---------- GIVEN ENTRIES ----------

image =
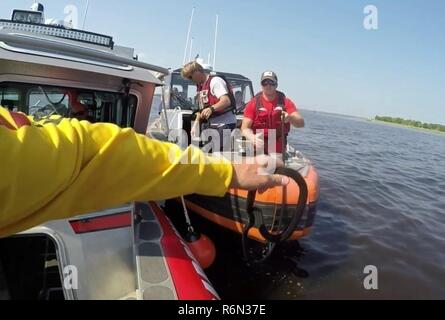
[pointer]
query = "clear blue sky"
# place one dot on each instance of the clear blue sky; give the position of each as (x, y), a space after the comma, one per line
(324, 57)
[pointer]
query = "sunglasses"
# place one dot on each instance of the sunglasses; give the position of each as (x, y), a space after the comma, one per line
(268, 83)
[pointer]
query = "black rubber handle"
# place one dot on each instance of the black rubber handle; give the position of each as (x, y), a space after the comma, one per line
(298, 212)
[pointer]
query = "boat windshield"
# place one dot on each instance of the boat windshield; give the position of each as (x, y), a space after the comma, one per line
(183, 92)
(45, 101)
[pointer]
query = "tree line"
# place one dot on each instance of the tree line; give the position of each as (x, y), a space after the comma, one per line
(412, 123)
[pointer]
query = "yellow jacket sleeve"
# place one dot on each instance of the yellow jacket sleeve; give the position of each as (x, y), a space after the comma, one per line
(62, 169)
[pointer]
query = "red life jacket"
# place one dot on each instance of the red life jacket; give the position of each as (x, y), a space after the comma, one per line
(20, 120)
(207, 99)
(270, 119)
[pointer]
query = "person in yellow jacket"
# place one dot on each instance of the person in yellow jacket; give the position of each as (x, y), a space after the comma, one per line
(66, 167)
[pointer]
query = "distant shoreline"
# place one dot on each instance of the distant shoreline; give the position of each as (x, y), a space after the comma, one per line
(407, 126)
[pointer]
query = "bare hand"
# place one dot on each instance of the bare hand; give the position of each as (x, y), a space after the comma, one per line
(286, 117)
(258, 176)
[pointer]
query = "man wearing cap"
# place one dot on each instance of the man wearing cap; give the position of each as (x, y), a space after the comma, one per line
(264, 114)
(216, 101)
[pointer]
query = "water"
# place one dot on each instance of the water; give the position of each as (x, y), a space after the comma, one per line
(382, 203)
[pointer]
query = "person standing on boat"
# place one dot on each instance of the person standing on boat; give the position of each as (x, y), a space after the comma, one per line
(265, 112)
(46, 168)
(216, 103)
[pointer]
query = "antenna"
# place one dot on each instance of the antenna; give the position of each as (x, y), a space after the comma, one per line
(216, 38)
(191, 48)
(188, 36)
(85, 15)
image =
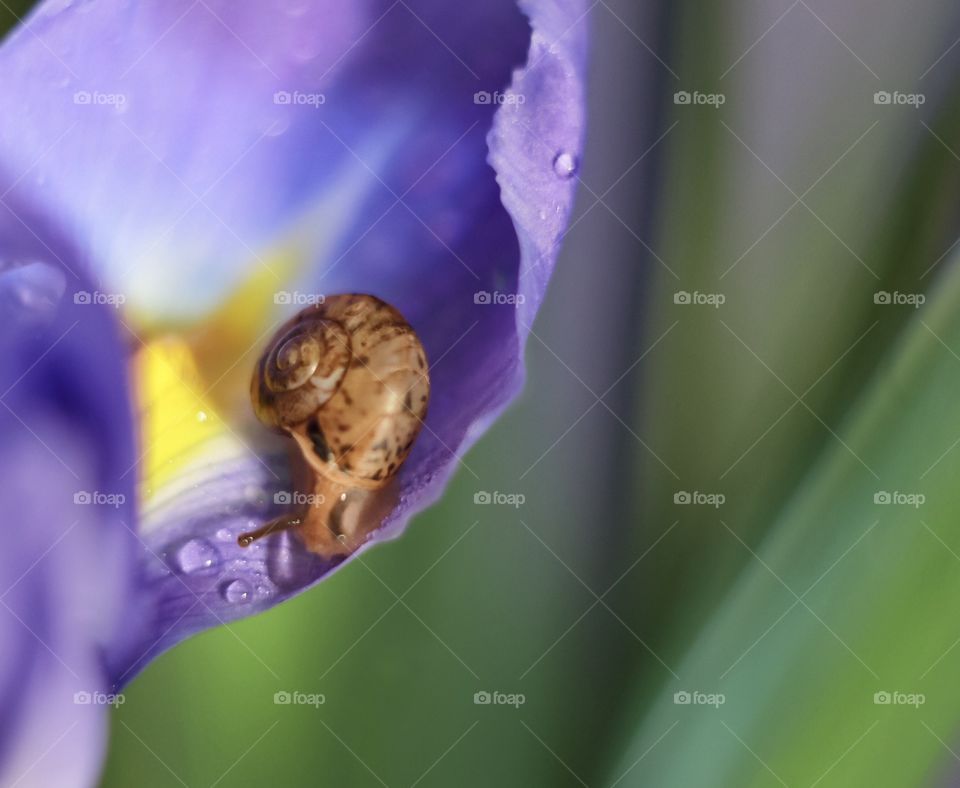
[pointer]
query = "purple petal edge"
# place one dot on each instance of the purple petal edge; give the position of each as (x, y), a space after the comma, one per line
(197, 574)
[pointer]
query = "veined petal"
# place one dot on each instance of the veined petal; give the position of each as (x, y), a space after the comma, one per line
(403, 136)
(67, 567)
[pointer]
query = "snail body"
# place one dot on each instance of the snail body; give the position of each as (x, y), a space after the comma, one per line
(347, 379)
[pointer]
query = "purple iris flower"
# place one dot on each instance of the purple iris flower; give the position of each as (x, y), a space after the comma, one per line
(159, 154)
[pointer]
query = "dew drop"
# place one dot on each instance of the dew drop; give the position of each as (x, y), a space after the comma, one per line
(197, 555)
(30, 291)
(236, 591)
(565, 165)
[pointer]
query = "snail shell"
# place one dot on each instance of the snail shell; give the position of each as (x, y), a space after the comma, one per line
(348, 380)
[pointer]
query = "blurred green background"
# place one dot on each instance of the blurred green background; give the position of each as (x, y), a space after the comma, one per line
(790, 613)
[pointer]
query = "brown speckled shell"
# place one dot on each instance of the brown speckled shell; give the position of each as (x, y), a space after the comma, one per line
(357, 426)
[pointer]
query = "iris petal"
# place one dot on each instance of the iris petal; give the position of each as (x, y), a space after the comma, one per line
(67, 567)
(185, 144)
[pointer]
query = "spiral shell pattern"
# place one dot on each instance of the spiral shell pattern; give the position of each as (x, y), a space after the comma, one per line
(348, 379)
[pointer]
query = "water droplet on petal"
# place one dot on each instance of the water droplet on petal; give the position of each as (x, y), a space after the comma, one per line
(290, 565)
(565, 165)
(236, 591)
(30, 291)
(197, 555)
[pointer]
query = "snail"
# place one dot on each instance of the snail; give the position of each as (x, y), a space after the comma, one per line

----------

Count the lines of the material above that contain the string "boat", treating uppercase and lowercase as different. Reply with the number only.

4